Extrait
Rencontre avec Audrey Hoareau, directrice artistique de CIRCULATION(S) #10

Audrey Hoareau, Copyright Stephen Dock

Audrey Hoareau est directrice artistique de la dixième édition du festival Circulation(s) et commissaire indépendante. Après avoir travaillé au sein des collections du Musée Nicéphore Niépce à Chalon-sur-Saône (2003-2016), elle produit et organise des projets d’expositions photographiques. En 2017, elle contribue au lancement du Lianzhou Museum of Photography en Chine, premier musée public de photographie en Chine et intervient sur
sa programmation internationale pendant deux saisons. Elle est en charge cette année de la direction artistique de la 6ème édition de Photo Basel (16-21 juin), satellite d’Art Basel et unique foire consacrée à la photographie en Suisse.

Quel est l’ADN de CIRCULATION(S) et ses spécificités ?

(Enregistrements extraits)

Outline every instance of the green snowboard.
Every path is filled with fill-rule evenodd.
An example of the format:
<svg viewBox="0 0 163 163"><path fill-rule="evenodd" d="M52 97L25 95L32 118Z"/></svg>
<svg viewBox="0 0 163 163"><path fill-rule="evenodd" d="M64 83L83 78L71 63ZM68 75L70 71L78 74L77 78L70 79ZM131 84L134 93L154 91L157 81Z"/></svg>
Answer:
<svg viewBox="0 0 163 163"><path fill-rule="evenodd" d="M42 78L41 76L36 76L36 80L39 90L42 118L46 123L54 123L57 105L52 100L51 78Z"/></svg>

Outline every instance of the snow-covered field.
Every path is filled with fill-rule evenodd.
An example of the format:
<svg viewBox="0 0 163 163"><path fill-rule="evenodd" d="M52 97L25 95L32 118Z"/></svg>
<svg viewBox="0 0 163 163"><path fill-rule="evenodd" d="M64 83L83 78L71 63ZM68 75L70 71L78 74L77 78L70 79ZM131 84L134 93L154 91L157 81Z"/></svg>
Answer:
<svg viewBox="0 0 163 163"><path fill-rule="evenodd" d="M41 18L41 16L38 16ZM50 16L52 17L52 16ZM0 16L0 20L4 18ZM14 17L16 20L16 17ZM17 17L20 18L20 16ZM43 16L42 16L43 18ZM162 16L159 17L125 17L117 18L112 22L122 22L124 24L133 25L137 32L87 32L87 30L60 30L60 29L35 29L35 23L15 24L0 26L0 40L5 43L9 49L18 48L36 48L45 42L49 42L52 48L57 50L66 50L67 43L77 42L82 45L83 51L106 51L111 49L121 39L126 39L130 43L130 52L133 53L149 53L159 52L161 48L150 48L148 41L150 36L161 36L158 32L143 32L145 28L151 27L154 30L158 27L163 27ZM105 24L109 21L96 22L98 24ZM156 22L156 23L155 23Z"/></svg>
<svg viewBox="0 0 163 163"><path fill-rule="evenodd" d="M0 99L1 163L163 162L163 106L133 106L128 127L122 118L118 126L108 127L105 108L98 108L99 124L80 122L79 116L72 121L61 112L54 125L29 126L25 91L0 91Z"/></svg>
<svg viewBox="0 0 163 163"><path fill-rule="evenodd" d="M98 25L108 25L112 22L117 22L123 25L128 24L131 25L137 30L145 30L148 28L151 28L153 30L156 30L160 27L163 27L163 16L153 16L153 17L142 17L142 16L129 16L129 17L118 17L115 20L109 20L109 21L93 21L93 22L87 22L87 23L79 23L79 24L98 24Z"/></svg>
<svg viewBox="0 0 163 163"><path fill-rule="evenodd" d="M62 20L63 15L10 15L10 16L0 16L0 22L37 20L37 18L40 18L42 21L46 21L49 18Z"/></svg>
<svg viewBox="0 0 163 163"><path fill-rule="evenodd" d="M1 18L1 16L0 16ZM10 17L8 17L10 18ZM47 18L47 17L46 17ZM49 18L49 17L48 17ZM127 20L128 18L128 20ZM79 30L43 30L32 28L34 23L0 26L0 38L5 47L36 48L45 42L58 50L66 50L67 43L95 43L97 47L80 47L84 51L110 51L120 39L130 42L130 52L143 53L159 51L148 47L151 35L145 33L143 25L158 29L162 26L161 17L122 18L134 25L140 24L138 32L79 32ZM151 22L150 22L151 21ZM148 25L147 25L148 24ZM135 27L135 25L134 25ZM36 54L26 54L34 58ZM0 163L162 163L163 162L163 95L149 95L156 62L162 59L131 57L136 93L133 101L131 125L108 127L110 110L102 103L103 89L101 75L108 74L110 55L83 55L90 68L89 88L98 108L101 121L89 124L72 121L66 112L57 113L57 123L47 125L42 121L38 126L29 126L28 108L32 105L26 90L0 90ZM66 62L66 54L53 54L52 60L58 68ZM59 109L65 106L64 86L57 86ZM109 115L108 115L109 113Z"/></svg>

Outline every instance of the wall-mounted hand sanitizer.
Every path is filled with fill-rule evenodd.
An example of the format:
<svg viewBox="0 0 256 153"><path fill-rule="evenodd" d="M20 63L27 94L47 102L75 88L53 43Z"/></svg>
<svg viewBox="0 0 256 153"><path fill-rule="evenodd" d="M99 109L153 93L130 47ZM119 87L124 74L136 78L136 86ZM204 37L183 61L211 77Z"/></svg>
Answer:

Consignes
- A) Selon l'extrait, dans quel musée Audrey Hoareau a-t-elle travaillé de 2003 à 2016 ?
- B) Reprenez mot pour mot les lignes du listing, depuis sa première ligne jusqu'à celle qui contient "78L41 76L36 76L36", incluse.
Le listing n'a aucun lien avec l'extrait.

Réponses
- A) Au Musée Nicéphore Niépce à Chalon-sur-Saône.

- B)
Outline every instance of the green snowboard.
Every path is filled with fill-rule evenodd.
An example of the format:
<svg viewBox="0 0 163 163"><path fill-rule="evenodd" d="M52 97L25 95L32 118Z"/></svg>
<svg viewBox="0 0 163 163"><path fill-rule="evenodd" d="M64 83L83 78L71 63ZM68 75L70 71L78 74L77 78L70 79ZM131 84L134 93L154 91L157 81Z"/></svg>
Answer:
<svg viewBox="0 0 163 163"><path fill-rule="evenodd" d="M42 78L41 76L36 76L36 80L39 90L42 118L46 123L54 123L57 105L52 100L51 78Z"/></svg>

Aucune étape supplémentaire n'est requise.